WORK ORDER: The answer is every line of the records that holds the word "long", copied in full.

Region pointing data

────────────────────────────────────────

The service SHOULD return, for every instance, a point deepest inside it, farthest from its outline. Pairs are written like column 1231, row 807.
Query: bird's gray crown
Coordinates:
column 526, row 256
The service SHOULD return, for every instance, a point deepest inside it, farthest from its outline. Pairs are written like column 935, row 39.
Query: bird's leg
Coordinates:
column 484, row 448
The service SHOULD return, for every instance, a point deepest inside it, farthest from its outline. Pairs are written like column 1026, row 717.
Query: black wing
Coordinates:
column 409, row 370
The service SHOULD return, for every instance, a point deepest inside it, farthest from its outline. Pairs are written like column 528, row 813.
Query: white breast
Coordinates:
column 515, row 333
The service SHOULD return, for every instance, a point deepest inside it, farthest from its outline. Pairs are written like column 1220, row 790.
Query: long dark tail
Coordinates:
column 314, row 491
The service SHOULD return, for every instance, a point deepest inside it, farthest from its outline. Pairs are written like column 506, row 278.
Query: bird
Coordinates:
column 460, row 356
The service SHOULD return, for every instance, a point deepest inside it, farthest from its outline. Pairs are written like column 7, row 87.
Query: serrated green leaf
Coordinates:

────────────────────────────────────────

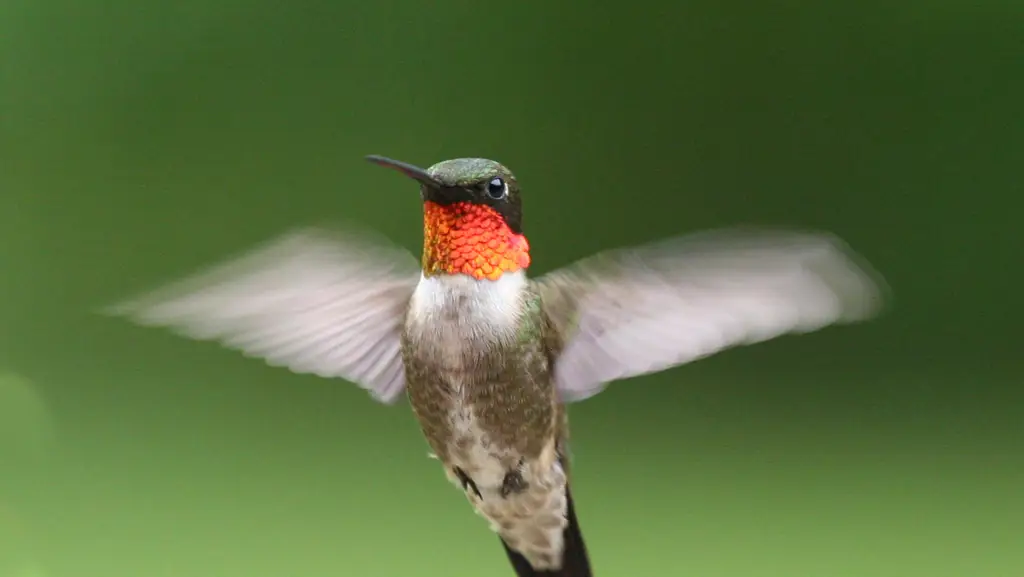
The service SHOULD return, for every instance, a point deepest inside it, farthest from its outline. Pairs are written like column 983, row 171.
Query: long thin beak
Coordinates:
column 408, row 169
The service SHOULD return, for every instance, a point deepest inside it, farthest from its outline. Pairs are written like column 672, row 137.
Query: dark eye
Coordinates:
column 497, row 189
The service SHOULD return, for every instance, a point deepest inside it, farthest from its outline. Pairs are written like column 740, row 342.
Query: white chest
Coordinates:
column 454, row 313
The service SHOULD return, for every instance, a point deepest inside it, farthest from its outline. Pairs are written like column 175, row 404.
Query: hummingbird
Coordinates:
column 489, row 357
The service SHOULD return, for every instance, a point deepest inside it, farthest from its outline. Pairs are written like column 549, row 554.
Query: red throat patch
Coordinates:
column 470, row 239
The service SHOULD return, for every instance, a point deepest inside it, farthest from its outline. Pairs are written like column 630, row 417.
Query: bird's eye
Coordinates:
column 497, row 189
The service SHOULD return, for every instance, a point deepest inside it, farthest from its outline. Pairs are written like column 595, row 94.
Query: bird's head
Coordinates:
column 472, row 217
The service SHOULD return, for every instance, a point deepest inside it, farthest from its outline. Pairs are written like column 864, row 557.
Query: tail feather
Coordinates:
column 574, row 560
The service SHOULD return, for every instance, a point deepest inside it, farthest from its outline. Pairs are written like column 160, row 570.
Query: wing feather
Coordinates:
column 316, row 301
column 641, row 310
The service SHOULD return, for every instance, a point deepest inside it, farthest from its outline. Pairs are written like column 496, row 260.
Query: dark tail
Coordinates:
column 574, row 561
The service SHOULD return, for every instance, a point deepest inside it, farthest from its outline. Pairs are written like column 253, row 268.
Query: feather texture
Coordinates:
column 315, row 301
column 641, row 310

────────────────────────────────────────

YOUR SOLUTION:
Query: long dark tail
Query: long thin beak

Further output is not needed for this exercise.